Records excerpted from a collection:
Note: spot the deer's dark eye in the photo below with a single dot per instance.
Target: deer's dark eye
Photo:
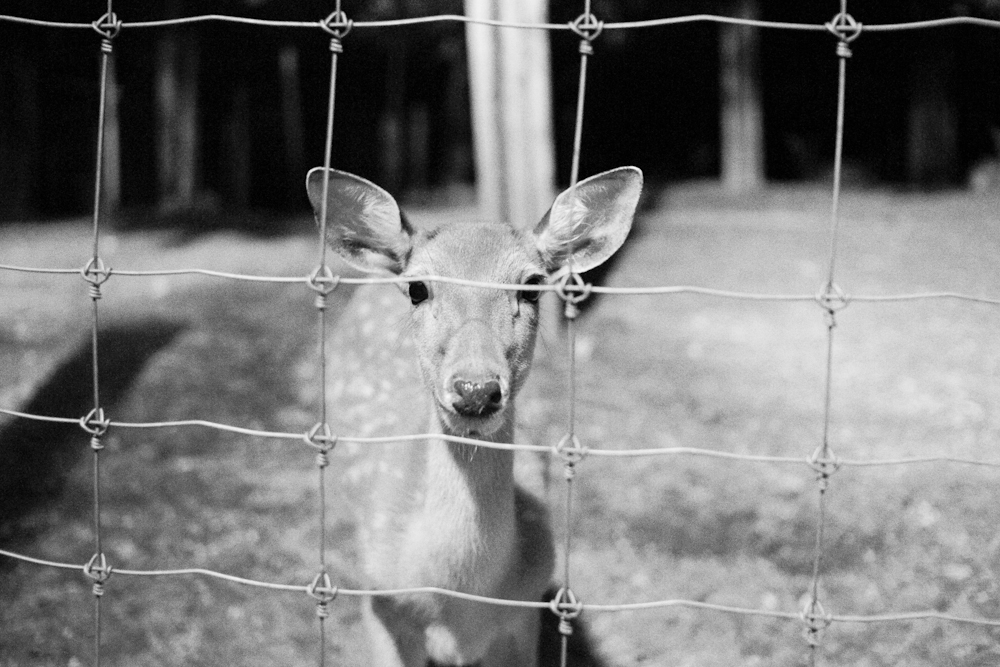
(532, 295)
(418, 292)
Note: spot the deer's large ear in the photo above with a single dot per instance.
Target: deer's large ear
(591, 221)
(364, 225)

[What this task involves]: Drop the images and return the data verbatim.

[Written solution]:
Note: spot the deer's dark eye in the photo below with a single dot per instance.
Target: deer's dark eye
Photo:
(532, 295)
(418, 292)
Note: spot the deer's large ear in the photo above with a single dot per instance.
Target: deer's large ear
(591, 221)
(364, 225)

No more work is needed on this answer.